Selected excerpt:
----------------

On Sep 26, 2007, at 5:08 AM, Thomas Goirand wrote:

> Craig Sanders wrote:
>>> Don't you think it would be surprising to both parties if I write a
>>> /bin/sh script (using bashism which go unnoticed on my Debian
>>> system)
>>> and then give to someone running BSD, where it does not work?
>>
>> no, i don't.
>>
>> a person expects debian and *bsd (and solaris and aix and ......)
>> to be
>> different.
>>
>> they DON'T expect one debian system to be that different to another,
>> depending on when it was built or when it was last upgraded.
>
> I don't know for others, but I try to write scripts that would work
> for
> many different types of Unix. The SAME script. To me, having a sh
> shell
> that is really close to the real sh implementation WILL help in my
> developments. I DO expect sh to react like sh, and not like bash. I
> got
> traped by some bashism when writing scripts, and I really feel like
> cheated by Debian on that case.

Why can't you put your chosen sh shell in your shebang, just like
you're asking others to be forced to do?

Elitism is the only logical answer. Your needs are greater than theirs.

> If it breaks 1 or 2 shell scripts there and there, then be it!
> Changing
> to call the real bash is not as hard as you are saying!

And you changing YOUR scripts is easier for a whole lot of people.

> But being closer to the standards of other Unix helps to have LESS
> work
> when porting. That's a very good thing.

----------------

Written tasks:
1) Answer these questions about the exchange on sh and bash scripts:
(a) In the quoted reply from Craig Sanders, what two things do people not expect one Debian system to differ from another depending on?
(b) What does Thomas Goirand say caused the trap when writing scripts?
(c) What does the response call "the only logical answer"?
2) Convert the records, starting at the line containing "Exercise. Mark the blue" and ending at the line containing "[(892, 228), (887, 347), (1029, 357)]", into a numbered list with one line per item and blank lines omitted.

Coordinate labeling data:

----------------

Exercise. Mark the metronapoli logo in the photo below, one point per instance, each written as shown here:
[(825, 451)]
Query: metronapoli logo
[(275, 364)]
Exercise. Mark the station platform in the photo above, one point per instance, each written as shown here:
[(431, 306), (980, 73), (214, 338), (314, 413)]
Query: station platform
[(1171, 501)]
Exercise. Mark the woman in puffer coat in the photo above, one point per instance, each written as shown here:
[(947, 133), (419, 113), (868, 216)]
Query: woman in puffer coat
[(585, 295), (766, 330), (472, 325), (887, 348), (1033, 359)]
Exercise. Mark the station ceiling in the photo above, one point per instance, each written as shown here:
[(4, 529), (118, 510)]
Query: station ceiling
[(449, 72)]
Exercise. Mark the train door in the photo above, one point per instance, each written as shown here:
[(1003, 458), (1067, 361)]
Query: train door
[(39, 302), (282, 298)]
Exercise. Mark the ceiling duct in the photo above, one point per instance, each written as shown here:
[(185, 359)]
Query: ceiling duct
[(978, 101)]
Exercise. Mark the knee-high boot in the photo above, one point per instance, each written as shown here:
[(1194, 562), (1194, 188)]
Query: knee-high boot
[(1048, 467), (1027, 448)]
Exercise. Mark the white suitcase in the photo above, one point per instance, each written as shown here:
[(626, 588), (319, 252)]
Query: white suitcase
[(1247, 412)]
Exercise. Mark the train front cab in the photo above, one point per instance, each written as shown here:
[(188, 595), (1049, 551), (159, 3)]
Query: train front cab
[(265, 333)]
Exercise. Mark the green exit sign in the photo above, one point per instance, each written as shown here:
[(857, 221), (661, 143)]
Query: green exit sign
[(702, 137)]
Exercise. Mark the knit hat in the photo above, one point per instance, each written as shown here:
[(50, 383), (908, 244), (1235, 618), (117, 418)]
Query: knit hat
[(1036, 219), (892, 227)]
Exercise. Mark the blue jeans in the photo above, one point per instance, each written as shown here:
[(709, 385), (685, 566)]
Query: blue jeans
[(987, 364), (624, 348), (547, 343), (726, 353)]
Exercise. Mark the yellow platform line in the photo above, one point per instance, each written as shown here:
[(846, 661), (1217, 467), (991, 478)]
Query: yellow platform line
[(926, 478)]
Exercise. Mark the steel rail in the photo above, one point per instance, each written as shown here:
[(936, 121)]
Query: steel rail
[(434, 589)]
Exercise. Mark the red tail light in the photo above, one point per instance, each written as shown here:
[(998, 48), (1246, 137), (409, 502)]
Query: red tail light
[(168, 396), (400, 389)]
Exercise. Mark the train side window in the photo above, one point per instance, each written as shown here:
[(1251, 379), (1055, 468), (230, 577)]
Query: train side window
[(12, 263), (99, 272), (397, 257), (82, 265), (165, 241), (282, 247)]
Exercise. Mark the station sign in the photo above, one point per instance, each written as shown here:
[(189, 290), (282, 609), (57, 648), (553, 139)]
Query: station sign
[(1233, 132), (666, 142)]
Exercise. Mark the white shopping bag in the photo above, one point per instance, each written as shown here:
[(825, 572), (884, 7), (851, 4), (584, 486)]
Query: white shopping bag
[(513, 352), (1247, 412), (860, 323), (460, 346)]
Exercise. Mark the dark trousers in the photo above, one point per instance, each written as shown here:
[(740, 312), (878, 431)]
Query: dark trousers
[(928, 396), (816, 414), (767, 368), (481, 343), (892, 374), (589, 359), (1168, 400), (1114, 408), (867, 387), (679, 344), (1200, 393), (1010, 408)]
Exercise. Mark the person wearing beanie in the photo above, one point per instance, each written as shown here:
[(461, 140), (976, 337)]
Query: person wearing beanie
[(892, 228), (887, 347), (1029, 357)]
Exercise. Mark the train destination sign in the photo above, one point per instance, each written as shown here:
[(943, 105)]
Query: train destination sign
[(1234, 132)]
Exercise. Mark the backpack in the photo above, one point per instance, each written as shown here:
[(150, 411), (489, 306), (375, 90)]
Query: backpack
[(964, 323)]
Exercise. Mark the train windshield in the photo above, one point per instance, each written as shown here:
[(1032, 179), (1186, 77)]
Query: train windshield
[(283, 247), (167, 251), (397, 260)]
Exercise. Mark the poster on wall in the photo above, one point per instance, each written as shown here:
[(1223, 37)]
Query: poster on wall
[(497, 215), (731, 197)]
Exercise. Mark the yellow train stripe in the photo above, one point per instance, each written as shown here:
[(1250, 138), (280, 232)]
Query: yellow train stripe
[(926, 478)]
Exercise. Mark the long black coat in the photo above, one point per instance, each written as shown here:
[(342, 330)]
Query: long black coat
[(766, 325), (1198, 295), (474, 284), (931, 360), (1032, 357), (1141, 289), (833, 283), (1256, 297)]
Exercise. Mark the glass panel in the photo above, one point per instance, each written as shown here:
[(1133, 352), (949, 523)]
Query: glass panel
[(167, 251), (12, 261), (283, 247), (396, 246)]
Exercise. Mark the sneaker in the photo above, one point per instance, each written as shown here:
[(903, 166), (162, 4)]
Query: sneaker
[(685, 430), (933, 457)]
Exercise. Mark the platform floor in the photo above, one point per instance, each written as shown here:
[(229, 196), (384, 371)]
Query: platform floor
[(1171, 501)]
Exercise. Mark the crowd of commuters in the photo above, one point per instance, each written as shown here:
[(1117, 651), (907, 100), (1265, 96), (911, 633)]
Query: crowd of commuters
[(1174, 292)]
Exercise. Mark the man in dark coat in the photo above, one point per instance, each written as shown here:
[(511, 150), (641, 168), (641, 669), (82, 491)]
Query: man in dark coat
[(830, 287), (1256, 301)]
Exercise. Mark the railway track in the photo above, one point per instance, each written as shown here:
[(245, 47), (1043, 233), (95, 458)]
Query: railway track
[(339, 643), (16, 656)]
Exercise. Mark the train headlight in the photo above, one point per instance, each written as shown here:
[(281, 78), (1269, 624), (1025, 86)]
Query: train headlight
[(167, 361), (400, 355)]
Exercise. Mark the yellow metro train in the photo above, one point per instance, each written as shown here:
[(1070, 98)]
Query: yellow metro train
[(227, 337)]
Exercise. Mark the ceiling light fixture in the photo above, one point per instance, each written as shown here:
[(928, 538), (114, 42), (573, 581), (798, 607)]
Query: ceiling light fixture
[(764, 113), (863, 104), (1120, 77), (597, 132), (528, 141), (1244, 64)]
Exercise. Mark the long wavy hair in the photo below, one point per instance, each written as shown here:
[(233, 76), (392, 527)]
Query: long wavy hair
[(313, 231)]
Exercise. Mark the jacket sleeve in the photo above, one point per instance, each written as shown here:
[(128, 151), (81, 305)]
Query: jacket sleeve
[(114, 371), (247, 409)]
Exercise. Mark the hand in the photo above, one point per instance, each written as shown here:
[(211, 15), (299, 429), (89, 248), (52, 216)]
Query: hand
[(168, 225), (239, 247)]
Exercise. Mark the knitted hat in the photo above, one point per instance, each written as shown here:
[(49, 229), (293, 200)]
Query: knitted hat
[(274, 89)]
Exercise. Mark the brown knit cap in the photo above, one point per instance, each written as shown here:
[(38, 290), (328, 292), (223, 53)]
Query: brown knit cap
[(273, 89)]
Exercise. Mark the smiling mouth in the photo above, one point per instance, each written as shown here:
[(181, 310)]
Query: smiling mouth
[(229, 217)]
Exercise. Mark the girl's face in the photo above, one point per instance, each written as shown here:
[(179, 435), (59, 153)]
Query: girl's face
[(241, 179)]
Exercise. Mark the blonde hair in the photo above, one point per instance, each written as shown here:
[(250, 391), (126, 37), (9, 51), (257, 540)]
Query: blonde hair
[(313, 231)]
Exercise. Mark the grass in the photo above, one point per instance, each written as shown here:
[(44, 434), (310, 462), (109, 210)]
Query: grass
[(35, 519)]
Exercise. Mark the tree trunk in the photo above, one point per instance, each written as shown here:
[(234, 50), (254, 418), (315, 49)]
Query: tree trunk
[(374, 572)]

----------------

Solutions to the exercise:
1)
(a) When it was built or when it was last upgraded.
(b) Some bashism.
(c) Elitism.

2)
1. Exercise. Mark the blue jeans in the photo above, one point per instance, each written as shown here:
2. [(709, 385), (685, 566)]
3. Query: blue jeans
4. [(987, 364), (624, 348), (547, 343), (726, 353)]
5. Exercise. Mark the yellow platform line in the photo above, one point per instance, each written as shown here:
6. [(846, 661), (1217, 467), (991, 478)]
7. Query: yellow platform line
8. [(926, 478)]
9. Exercise. Mark the steel rail in the photo above, one point per instance, each written as shown here:
10. [(936, 121)]
11. Query: steel rail
12. [(434, 589)]
13. Exercise. Mark the red tail light in the photo above, one point per instance, each written as shown here:
14. [(998, 48), (1246, 137), (409, 502)]
15. Query: red tail light
16. [(168, 396), (400, 389)]
17. Exercise. Mark the train side window in the photo above, one point per instance, each written as shown here:
18. [(1251, 379), (1055, 468), (230, 577)]
19. Query: train side window
20. [(12, 263), (99, 272), (397, 257), (82, 265), (165, 241), (282, 247)]
21. Exercise. Mark the station sign in the photo above, one point per instance, each written as shown here:
22. [(189, 290), (282, 609), (57, 648), (553, 139)]
23. Query: station sign
24. [(1233, 132), (666, 142)]
25. Exercise. Mark the white shopping bag in the photo above, one point per instance, each written as shown here:
26. [(825, 572), (884, 7), (851, 4), (584, 486)]
27. Query: white shopping bag
28. [(513, 352), (1247, 412), (860, 323), (460, 346)]
29. Exercise. Mark the dark trousers in the photo above, one point per instance, each written as shown here:
30. [(740, 312), (878, 431)]
31. Query: dark trousers
32. [(928, 396), (816, 414), (767, 368), (481, 343), (892, 374), (589, 359), (1168, 400), (1114, 408), (867, 387), (679, 344), (1200, 393), (1010, 408)]
33. Exercise. Mark the person wearing beanie in the photo above, one point per instance, each written as shown here:
34. [(461, 140), (976, 337)]
35. Query: person wearing beanie
36. [(892, 228), (887, 347), (1029, 357)]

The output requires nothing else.